**What you need to do**.
Rewrite every one of the entries below, substituting "initial mask" for each occurrence of "rough mask" and changing nothing else. Omit the pictures from your answer.

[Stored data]
**********

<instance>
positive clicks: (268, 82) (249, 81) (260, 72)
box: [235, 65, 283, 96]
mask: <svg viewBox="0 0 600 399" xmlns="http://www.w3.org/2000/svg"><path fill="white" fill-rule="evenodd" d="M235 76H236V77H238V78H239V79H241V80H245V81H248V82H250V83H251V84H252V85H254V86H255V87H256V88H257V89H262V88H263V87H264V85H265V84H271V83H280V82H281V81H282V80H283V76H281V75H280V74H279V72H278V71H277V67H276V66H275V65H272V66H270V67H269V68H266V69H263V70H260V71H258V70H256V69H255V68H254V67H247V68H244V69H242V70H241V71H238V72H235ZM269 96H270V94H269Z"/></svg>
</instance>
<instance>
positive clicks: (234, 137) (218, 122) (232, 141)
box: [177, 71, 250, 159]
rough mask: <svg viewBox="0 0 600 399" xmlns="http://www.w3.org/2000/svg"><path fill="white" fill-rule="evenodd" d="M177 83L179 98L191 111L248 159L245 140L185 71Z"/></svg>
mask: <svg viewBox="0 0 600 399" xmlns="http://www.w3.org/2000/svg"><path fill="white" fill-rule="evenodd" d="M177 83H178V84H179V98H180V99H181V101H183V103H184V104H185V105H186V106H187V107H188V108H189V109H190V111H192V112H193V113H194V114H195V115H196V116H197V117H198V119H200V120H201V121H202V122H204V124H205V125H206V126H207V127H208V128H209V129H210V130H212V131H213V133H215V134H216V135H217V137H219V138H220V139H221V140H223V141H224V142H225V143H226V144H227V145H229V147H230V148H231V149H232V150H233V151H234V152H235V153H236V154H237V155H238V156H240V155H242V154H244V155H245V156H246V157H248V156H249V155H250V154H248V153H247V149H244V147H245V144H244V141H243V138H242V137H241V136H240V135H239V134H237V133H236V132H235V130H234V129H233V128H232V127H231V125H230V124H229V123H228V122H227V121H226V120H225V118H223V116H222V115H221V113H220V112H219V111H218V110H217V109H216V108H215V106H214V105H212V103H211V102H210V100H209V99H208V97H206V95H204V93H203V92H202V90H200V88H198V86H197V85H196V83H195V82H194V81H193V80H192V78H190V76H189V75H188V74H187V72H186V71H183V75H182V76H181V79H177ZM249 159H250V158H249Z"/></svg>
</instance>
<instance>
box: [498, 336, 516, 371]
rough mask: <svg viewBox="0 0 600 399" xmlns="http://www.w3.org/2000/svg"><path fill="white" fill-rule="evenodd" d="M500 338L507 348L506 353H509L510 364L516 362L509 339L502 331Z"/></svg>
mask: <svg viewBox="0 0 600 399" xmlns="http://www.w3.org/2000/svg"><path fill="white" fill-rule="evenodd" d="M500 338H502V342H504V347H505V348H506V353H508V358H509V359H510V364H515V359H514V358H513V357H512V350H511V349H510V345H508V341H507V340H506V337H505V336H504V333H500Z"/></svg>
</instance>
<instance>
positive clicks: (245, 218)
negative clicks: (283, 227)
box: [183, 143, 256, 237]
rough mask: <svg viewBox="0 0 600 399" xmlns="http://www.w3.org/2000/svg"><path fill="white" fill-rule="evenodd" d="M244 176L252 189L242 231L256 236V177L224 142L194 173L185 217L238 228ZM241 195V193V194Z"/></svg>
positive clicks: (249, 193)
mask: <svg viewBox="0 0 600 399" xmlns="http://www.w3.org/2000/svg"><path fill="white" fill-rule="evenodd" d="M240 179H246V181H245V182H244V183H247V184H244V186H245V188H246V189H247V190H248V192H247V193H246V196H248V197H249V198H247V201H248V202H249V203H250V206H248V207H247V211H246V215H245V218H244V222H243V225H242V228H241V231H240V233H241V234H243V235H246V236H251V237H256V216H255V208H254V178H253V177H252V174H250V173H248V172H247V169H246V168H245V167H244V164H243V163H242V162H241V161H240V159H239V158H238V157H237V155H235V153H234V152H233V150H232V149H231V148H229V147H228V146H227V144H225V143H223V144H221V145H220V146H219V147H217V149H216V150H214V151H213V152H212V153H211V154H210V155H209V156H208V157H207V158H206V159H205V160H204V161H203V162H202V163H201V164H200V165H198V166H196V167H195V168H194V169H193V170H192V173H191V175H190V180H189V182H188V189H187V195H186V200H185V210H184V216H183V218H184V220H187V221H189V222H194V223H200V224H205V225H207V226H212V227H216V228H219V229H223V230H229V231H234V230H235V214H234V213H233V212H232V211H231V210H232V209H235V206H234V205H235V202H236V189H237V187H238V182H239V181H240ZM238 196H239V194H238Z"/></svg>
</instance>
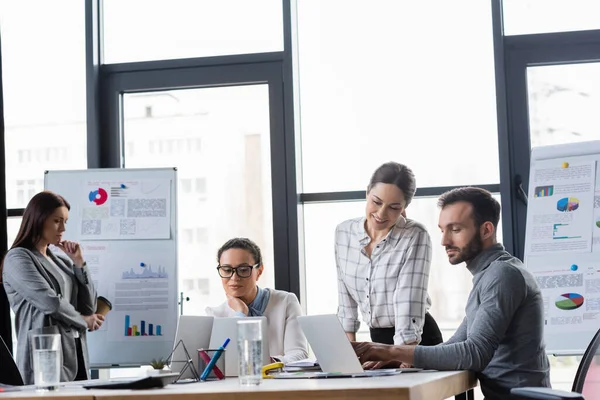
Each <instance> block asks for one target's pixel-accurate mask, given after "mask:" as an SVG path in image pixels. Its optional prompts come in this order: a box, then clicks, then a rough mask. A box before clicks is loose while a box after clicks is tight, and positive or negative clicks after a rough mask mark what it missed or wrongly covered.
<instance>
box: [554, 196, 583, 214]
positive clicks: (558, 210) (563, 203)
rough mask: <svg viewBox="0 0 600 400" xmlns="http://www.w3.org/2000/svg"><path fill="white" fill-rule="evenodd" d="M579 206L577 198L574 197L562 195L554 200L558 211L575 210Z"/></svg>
mask: <svg viewBox="0 0 600 400" xmlns="http://www.w3.org/2000/svg"><path fill="white" fill-rule="evenodd" d="M578 208H579V199H577V198H575V197H563V198H562V199H560V200H559V201H557V202H556V209H557V210H558V211H560V212H570V211H575V210H577V209H578Z"/></svg>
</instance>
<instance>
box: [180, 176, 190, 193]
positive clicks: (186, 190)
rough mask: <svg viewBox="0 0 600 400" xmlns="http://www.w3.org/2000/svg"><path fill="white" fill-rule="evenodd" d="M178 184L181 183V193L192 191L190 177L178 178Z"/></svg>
mask: <svg viewBox="0 0 600 400" xmlns="http://www.w3.org/2000/svg"><path fill="white" fill-rule="evenodd" d="M179 184H180V185H181V191H182V192H183V193H191V192H192V180H191V179H180V180H179Z"/></svg>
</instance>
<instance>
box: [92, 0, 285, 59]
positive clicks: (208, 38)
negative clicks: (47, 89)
mask: <svg viewBox="0 0 600 400" xmlns="http://www.w3.org/2000/svg"><path fill="white" fill-rule="evenodd" d="M103 4H104V10H103V11H104V13H103V18H104V24H103V25H104V62H105V63H118V62H129V61H147V60H166V59H173V58H190V57H210V56H221V55H229V54H249V53H262V52H269V51H283V16H282V10H281V6H282V2H281V0H260V1H248V0H168V1H165V0H153V1H149V0H127V1H123V0H104V2H103Z"/></svg>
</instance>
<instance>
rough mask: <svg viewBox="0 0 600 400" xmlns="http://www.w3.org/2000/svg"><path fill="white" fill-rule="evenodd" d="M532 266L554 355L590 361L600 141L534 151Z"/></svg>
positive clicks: (598, 228) (593, 296)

**********

**Task response**.
<instance>
positive clicks: (268, 82) (249, 81) (260, 72)
box: [235, 65, 283, 96]
mask: <svg viewBox="0 0 600 399" xmlns="http://www.w3.org/2000/svg"><path fill="white" fill-rule="evenodd" d="M235 76H236V77H238V78H239V79H241V80H245V81H248V82H250V83H251V84H252V85H254V86H255V87H256V88H257V89H262V88H263V87H264V85H265V84H271V83H280V82H281V81H282V80H283V76H281V75H280V74H279V72H278V71H277V67H276V66H275V65H272V66H270V67H269V68H266V69H263V70H260V71H258V70H256V69H255V68H254V67H247V68H244V69H242V70H241V71H238V72H235ZM269 96H270V94H269Z"/></svg>
</instance>
<instance>
positive clicks: (234, 137) (218, 122) (232, 141)
box: [177, 71, 250, 159]
initial mask: <svg viewBox="0 0 600 399" xmlns="http://www.w3.org/2000/svg"><path fill="white" fill-rule="evenodd" d="M177 83L179 98L191 111L248 159L245 140L185 71Z"/></svg>
mask: <svg viewBox="0 0 600 399" xmlns="http://www.w3.org/2000/svg"><path fill="white" fill-rule="evenodd" d="M177 83H178V84H179V98H180V99H181V101H183V103H184V104H185V105H186V106H187V107H188V108H189V109H190V111H192V112H193V113H194V114H195V115H196V116H197V117H198V119H200V120H201V121H202V122H204V124H205V125H206V126H207V127H208V128H209V129H210V130H212V131H213V133H215V134H216V135H217V137H219V138H220V139H221V140H223V141H224V142H225V143H226V144H227V145H229V147H230V148H231V149H232V150H233V151H234V152H235V153H236V154H237V155H238V156H240V155H242V154H244V155H245V156H246V157H248V156H249V155H250V154H248V153H247V149H244V147H245V144H244V141H243V138H242V137H241V136H240V135H239V134H237V133H236V132H235V130H234V129H233V128H232V127H231V125H230V124H229V123H228V122H227V121H226V120H225V118H223V116H222V115H221V113H220V112H219V111H218V110H217V109H216V108H215V106H214V105H212V103H211V102H210V100H209V99H208V97H206V95H204V93H203V92H202V90H200V88H198V86H197V85H196V83H195V82H194V81H193V80H192V78H190V76H189V75H188V74H187V72H186V71H183V75H182V76H181V79H177ZM249 159H250V158H249Z"/></svg>
</instance>
<instance>
box: [498, 336, 516, 371]
initial mask: <svg viewBox="0 0 600 399" xmlns="http://www.w3.org/2000/svg"><path fill="white" fill-rule="evenodd" d="M500 338L507 348L506 353H509L510 364L516 362L509 339L502 331Z"/></svg>
mask: <svg viewBox="0 0 600 399" xmlns="http://www.w3.org/2000/svg"><path fill="white" fill-rule="evenodd" d="M500 338H502V342H504V347H505V348H506V353H508V358H509V359H510V364H515V359H514V358H513V357H512V350H511V349H510V345H508V341H507V340H506V337H505V336H504V333H500Z"/></svg>
</instance>
<instance>
positive clicks: (245, 218)
negative clicks: (283, 227)
box: [183, 143, 256, 237]
initial mask: <svg viewBox="0 0 600 399" xmlns="http://www.w3.org/2000/svg"><path fill="white" fill-rule="evenodd" d="M244 176L252 189L242 231L256 236V177L224 142L194 173L185 217L238 228ZM241 195V193V194Z"/></svg>
positive clicks: (249, 193)
mask: <svg viewBox="0 0 600 399" xmlns="http://www.w3.org/2000/svg"><path fill="white" fill-rule="evenodd" d="M240 179H246V181H245V182H244V183H247V184H244V186H245V188H246V189H247V190H248V192H247V193H246V196H248V197H249V198H247V201H248V202H249V203H250V206H248V207H247V211H246V215H245V218H244V222H243V225H242V228H241V231H240V233H241V234H243V235H246V236H251V237H256V216H255V208H254V178H253V177H252V174H250V173H248V172H247V169H246V168H245V167H244V164H243V163H242V162H241V161H240V159H239V158H238V157H237V155H235V153H234V152H233V150H232V149H231V148H229V147H228V146H227V144H225V143H223V144H221V145H220V146H219V147H217V149H216V150H214V151H213V152H212V153H211V154H210V155H209V156H208V157H207V158H206V159H205V160H204V161H203V162H202V163H201V164H200V165H198V166H196V167H195V168H194V169H193V170H192V173H191V175H190V180H189V182H188V189H187V195H186V200H185V210H184V216H183V218H184V220H187V221H189V222H194V223H200V224H205V225H207V226H212V227H216V228H219V229H223V230H229V231H234V230H235V214H234V213H233V212H232V211H231V210H232V209H235V206H234V205H235V202H236V189H237V187H238V182H239V181H240ZM238 196H239V194H238Z"/></svg>
</instance>
Each <instance> block asks for one target's pixel-accurate mask, given after "mask:" as an SVG path in image pixels. Its optional prompts come in this order: a box, then clicks, then a initial mask. A box before clicks is loose while a box after clicks is tight, and positive or negative clicks after a initial mask mark what it missed or wrongly covered.
<instance>
box: [554, 196, 583, 214]
positive clicks: (558, 210) (563, 203)
initial mask: <svg viewBox="0 0 600 400" xmlns="http://www.w3.org/2000/svg"><path fill="white" fill-rule="evenodd" d="M579 206L577 198L574 197L562 195L554 200L558 211L575 210Z"/></svg>
mask: <svg viewBox="0 0 600 400" xmlns="http://www.w3.org/2000/svg"><path fill="white" fill-rule="evenodd" d="M578 208H579V199H577V198H575V197H563V198H562V199H560V200H559V201H557V202H556V209H557V210H558V211H560V212H570V211H575V210H577V209H578Z"/></svg>
</instance>
<instance>
box: [180, 176, 190, 193]
positive clicks: (186, 190)
initial mask: <svg viewBox="0 0 600 400" xmlns="http://www.w3.org/2000/svg"><path fill="white" fill-rule="evenodd" d="M178 184L181 183V193L192 191L190 177L178 178Z"/></svg>
mask: <svg viewBox="0 0 600 400" xmlns="http://www.w3.org/2000/svg"><path fill="white" fill-rule="evenodd" d="M179 184H180V185H181V191H182V192H183V193H191V192H192V180H191V179H180V180H179Z"/></svg>
</instance>
<instance>
box: [92, 0, 285, 59]
positive clicks: (208, 38)
negative clicks: (47, 89)
mask: <svg viewBox="0 0 600 400" xmlns="http://www.w3.org/2000/svg"><path fill="white" fill-rule="evenodd" d="M103 4H104V10H103V11H104V13H103V18H104V24H103V25H104V62H105V63H118V62H129V61H147V60H166V59H173V58H190V57H210V56H221V55H229V54H249V53H262V52H269V51H283V16H282V10H281V6H282V2H281V0H260V1H248V0H168V1H165V0H153V1H149V0H127V1H123V0H104V2H103Z"/></svg>
</instance>
<instance>
initial mask: <svg viewBox="0 0 600 400" xmlns="http://www.w3.org/2000/svg"><path fill="white" fill-rule="evenodd" d="M532 266L554 355L590 361L600 141L534 151Z"/></svg>
positive clicks: (598, 228) (593, 296)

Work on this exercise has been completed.